Keywords: Gibbs chain, Gibbs sampler, Potentially incompatible conditional-specified distribution

1. INTRDUCTION

The Gibbs sampler is, if not singularly, one of the most prominent Markov chain Monte Carlo (MCMC)-based methods. Partly because of its conceptual simplicity and elegance in implementation, the Gibbs sampler has been increasingly used across a very broad range of subject areas including bioinformatics and spatial analysis. While its root dates back to earlier work (e.g., [1]), the popularity of the Gibbs sampling is commonly credited to Geman and Geman [2], in which the algorithm was used as a tool for image processing. Its use in statistics, especially Bayesian analysis, has since grown very rapidly [3–5]. For a quick introduction of the algorithm, see Casella and George [6].

One of the recent developments of the Gibbs sampler is in its application to potentially incompatible conditional-specified distributions (PICSD) [7, 8]. When statistical models involve high-dimensional data, it is often easier to specify conditional distributions instead of the entire joint distributions. However, the approach of specifying a conditional distribution has the risk of not forming a compatible joint model. Consider a system of d discrete random variables X = {X₁, X₂, ⋯, X_d}, whose fully conditional model is specified by F = {f₁, f₂, ⋯, f_d}, where $f_{k} \equiv f_{x_{k} | x_{k}^{c}} = f (x_{k} | x_{1}, \dots, x_{k - 1}, x_{k + 1}, \dots, x_{d})$ . If the conditional models are individually specified, then there may not exist a joint distribution that will give rise to the specified set of conditional distributions. In such a case, we call F incompatible.

The study of PICSD is closely related to the Gibbs sampler because the latter relies on iteratively drawing samples from F to form a Markov chain. Under mild conditions, the Markov chain converges to the desired joint distribution, if F is compatible. However, if F is not compatible, then the Gibbs sampler could exhibit erratic behavior [9].

In this paper, our goal is to demonstrate the behavior of the Gibbs sampler (or the pseudo Gibbs sampler as it is not a true Gibbs sampler in the traditional sense of presumed compatible conditional distributions) for PICSD. By using several simple examples, we show mathematically that what a Gibbs sampler converges to is a function of the order of the sampling scheme in the Gibbs sampler. Furthermore, we show that if we follow a random order in sampling conditional distributions at each iteration—i.e., using a random-scan Gibbs sampler [10]—then the Gibbs sampling will lead to a mixture of the joint distributions formed by each combination of fixed-order (or more formally, fixed-scan) when d = 2 but the result is not true when d > 2. This result is a refinement of a conjecture put forward in Liu [11].

*Exercise tasks*
a) Say whether each statement agrees with the Gibbs sampler introduction, answering yes or no and quoting the words that decide it: (i) Geman and Geman are commonly credited with making Gibbs sampling popular; (ii) a random-scan Gibbs sampler produces a mixture of the fixed-scan joint distributions for any number of variables d; (iii) under mild conditions, the Markov chain reaches the desired joint distribution when F is compatible.
b) Please proceed with the Gibbs sampler introduction, starting after its final sentence.
The listing has no connection to the introduction on the Gibbs sampler.

*Material supplied*

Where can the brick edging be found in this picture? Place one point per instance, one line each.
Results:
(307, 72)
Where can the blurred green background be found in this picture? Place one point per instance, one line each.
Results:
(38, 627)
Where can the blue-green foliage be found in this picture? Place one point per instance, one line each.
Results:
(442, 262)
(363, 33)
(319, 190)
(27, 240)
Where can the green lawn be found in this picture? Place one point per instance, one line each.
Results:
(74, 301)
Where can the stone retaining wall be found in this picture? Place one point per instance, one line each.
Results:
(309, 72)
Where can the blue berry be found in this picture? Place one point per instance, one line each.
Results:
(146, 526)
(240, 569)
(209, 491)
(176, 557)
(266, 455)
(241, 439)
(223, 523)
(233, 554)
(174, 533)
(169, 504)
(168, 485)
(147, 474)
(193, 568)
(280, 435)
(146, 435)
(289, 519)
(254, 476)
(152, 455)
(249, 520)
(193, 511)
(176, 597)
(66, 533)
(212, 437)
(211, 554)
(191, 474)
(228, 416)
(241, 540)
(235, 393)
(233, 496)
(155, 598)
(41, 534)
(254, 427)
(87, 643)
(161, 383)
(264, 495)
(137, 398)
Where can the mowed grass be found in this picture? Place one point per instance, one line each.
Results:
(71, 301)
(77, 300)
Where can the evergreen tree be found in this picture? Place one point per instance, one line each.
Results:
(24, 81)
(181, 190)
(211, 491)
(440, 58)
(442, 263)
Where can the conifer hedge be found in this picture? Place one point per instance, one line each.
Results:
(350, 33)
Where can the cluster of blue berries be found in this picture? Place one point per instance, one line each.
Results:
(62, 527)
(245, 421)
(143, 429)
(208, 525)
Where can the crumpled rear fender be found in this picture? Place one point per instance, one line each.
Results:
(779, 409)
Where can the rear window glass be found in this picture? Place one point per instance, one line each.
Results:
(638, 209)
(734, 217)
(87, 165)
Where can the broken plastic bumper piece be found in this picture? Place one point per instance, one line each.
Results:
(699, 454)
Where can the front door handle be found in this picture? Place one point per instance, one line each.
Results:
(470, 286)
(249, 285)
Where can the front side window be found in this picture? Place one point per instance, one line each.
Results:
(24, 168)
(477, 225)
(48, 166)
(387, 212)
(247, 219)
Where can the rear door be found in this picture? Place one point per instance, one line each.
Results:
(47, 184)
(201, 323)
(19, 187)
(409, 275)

*Final answers*
a)
(i) Yes: "the popularity of the Gibbs sampling is commonly credited to Geman and Geman [2]"
(ii) No: "when d = 2 but the result is not true when d > 2"
(iii) Yes: "Under mild conditions, the Markov chain converges to the desired joint distribution, if F is compatible"

b)
Two recent developments in the statistical and machine-learning literature underscore the importance of the current work. The first is in the application of the Gibbs sampler to a dependency network, which is a type of generalized graphical model specified by conditional probability distributions [7]. One approach to learning a dependency network is to first specify individual conditional models and then apply a (pseudo) Gibbs sampler to estimate the joint model. Heckerman et al. [7] acknowledged the possibility of incompatible conditional models but argued that when the sample size is large, the degree of incompatibility will not be substantial and the Gibbs sampler is still applicable. Yet another example is the use of the fully conditional specification for multiple imputation of missing data [12, 13]. The method, which is also called multiple imputation by chained equations (MICE), makes use of a Gibbs sampler or other MCMC-based methods that operate on a set of conditionally specified models. For each variable with a missing value, an imputed value is created under an individual conditional-regression model. This kind of procedure was viewed as combining the best features of many currently available multiple imputation approaches [14]. Due to its flexibility over compatible multivariate-imputation models [15] and ability to handle different variable types (continuous, binary, and categorical) the MICE has gained acceptance for its practical treatment of missing data, especially in high-dimensional data sets [16]. Popular as it is, the MICE has the limitation of potentially encountering incompatible conditional-regression models and it has been shown that an incompatible imputation model can lead to biased estimates from imputed data [17]. So far, very little theory has been developed in supporting the use of MICE [18]. A better understanding of the theoretical properties of applying the Gibbs sampler to PICSD could lead to important refinements of these imputation methods in practice.

The article is organized as follows: First, we provide basic background to the Gibbs chain and Gibbs sampler and define the scan order of a Gibbs sampler. In Section 3, we offer several analytic results concerning the stationary distributions of the Gibbs sampler under different scan patterns and a counter-example to a surmise about the Gibbs sampler under a random order of scan pattern. Section 4 describes two simple examples to numerically demonstrate the convergence behavior of a Gibbs sampler as a function of scan order, both by applying matrix algebra to the transition kernel as well as using MCMC-based computation. Finally in Section 5 we provide a brief discussion.

2. GIBBS CHAIN AND GIBBS SAMPLER

Continuing the notation in the previous section, let a = (a₁, a₂, ⋯, a_d) denote a permutation of {1, 2, ⋯, d}, x = {x₁, x₂, ⋯, x_d} denote a realization of X with x_k ∈ {1, 2, ⋯, C_k}, where C_k is the number of categories of the k^th variable. Thus, x_a ≡ (x_a₁, x_a₂, ⋯, x_{a_d}) is a realization of X defined in the order of a. We also denote $x_{a_{k}}^{c} = (x_{a_{1}}, \dots, x_{a_{k - 1}}, x_{a_{k + 1}}, \dots, x_{a_{d}})$ , the relative complement of x_{a_k} with respect to x_a.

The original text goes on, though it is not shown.